═══ Document text ═══

Legalization vs. Decriminalization: Why Does It Matter?
What exactly is the difference between decriminalization and legalization? Despite how often the two are used interchangeably, there are distinctions between the two that must be understood. Here are the differences, advantages and disadvantages of the legalization and decriminalization of marijuana.
It’s not just a case of tomato/tomatoh when it comes to legalization and decriminalization. Despite how often the two are used interchangeably, there are distinctions between the two that must be understood. Here are the differences, advantages and disadvantages of the legalization and decriminalization of marijuana.
What is Legalization?
Legalization is when an activity is lawfully regulated by the government for revenue purposes, and therefore no longer considered criminal or unlawful conduct. For a drug like marijuana, drug possession charges and other criminal penalties are completely removed when fully legalized.
What is Decriminalization?
Decriminalization is when an activity is no longer classified as a criminal act, but often a civil infraction. Unlike legalization, decriminalization is still unregulated by the government; while marijuana is decriminalized, it is still illegal as it is not lawful in the eyes of the government. Though criminal penalties for things like the possession of drugs are removed, minor punishments, such as fines, are still present.
Still confused? Watch this video.
Differences in the Distribution and Sale of Marijuana
If marijuana is legalized, this means that the government recognizes it as lawful for people to distribute and sell marijuana, and can impose restrictions (such as age) and taxation like it does for alcohol and tobacco.
For decriminalization, although possessing specified amounts only results in a small fine, the production, distribution and sale of weed is still considered illegal. Certain exceptions can exist, like the coffee shops in the Netherlands.

═══ Excerpted data ═══

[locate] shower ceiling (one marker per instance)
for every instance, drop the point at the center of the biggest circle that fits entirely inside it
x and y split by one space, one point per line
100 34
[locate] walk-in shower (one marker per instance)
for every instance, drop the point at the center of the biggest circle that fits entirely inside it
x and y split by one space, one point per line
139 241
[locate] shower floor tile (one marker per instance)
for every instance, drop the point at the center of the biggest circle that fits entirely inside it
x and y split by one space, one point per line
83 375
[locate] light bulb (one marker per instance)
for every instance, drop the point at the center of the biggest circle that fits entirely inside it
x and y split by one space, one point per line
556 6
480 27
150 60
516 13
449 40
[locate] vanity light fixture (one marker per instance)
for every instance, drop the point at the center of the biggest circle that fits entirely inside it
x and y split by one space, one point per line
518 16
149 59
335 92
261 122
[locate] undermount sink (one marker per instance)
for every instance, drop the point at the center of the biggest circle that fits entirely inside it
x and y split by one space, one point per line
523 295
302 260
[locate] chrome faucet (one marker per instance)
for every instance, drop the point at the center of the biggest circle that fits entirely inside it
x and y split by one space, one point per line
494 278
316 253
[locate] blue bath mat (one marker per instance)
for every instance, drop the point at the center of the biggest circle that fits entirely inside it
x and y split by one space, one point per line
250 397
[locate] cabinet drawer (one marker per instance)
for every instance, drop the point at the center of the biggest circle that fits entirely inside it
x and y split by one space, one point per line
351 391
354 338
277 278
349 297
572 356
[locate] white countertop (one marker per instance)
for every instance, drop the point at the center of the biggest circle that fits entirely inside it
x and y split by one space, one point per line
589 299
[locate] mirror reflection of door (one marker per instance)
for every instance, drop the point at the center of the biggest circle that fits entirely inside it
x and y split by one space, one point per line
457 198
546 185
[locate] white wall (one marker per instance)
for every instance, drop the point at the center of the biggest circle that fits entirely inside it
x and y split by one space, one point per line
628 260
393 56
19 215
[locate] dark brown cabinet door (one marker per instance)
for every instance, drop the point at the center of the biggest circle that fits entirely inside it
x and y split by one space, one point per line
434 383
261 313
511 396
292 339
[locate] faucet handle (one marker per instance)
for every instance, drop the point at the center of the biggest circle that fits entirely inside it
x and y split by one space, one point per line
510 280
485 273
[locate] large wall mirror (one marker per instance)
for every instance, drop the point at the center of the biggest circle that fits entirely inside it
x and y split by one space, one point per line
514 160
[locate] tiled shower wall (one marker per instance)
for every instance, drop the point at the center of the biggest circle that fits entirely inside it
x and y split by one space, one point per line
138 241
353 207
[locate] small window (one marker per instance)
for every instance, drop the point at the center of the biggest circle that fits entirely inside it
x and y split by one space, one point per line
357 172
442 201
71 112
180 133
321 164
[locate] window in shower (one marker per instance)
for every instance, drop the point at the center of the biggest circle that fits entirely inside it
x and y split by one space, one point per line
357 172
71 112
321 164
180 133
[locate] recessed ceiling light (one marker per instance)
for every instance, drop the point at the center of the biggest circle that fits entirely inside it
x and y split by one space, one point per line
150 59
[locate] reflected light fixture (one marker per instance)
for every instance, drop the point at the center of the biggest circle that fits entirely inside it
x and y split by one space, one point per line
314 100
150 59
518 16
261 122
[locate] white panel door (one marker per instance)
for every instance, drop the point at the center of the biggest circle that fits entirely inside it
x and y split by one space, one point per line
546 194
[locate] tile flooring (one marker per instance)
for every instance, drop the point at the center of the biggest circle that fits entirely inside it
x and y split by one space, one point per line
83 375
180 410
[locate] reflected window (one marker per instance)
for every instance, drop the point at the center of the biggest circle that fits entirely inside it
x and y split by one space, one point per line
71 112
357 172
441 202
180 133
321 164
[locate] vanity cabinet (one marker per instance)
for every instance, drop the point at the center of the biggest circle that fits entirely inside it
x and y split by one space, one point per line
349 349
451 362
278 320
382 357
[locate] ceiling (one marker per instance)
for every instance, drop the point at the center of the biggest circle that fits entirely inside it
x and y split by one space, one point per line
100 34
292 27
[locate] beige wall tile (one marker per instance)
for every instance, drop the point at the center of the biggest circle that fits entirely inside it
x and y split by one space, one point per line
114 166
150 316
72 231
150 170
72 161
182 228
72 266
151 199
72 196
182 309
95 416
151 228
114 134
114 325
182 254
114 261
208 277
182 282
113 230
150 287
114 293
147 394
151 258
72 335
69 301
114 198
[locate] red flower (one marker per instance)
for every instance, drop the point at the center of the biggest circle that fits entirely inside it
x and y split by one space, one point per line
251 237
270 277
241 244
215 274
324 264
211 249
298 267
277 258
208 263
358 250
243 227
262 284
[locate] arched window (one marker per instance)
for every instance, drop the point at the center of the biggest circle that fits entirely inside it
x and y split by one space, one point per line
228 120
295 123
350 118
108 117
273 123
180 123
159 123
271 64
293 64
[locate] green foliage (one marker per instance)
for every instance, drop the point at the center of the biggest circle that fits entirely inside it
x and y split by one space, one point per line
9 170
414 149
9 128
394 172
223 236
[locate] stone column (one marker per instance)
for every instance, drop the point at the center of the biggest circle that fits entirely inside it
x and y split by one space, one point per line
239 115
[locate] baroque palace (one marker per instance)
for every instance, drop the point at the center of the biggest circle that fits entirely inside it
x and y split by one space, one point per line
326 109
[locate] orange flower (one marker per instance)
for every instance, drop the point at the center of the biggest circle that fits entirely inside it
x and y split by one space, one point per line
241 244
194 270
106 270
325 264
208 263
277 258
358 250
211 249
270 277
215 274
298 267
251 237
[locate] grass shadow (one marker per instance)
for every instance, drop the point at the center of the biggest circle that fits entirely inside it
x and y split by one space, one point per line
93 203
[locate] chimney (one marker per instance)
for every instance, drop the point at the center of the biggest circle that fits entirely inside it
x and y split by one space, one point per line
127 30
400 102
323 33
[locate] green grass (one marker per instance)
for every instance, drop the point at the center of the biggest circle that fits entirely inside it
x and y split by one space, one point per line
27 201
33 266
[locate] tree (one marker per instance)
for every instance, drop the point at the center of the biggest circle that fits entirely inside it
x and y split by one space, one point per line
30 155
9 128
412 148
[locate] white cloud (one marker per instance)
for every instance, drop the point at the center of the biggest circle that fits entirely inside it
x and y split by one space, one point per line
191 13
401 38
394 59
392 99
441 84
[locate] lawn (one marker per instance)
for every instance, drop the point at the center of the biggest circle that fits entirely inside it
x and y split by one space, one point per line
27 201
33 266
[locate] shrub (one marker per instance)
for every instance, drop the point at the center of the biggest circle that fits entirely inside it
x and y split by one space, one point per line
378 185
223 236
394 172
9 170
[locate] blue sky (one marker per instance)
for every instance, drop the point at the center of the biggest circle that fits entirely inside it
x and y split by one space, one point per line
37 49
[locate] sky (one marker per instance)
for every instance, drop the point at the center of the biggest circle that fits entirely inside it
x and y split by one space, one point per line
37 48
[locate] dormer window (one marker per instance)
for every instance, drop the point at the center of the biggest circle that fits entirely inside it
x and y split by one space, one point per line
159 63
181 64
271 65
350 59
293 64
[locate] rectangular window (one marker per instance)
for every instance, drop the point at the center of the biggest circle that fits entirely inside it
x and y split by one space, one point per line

═══

Action item:
From the article on marijuana legalization and decriminalization, extract the passage from "What is Legalization?" to "What is Decriminalization?" word for word.

Response area:
What is Legalization?
Legalization is when an activity is lawfully regulated by the government for revenue purposes, and therefore no longer considered criminal or unlawful conduct. For a drug like marijuana, drug possession charges and other criminal penalties are completely removed when fully legalized.
What is Decriminalization?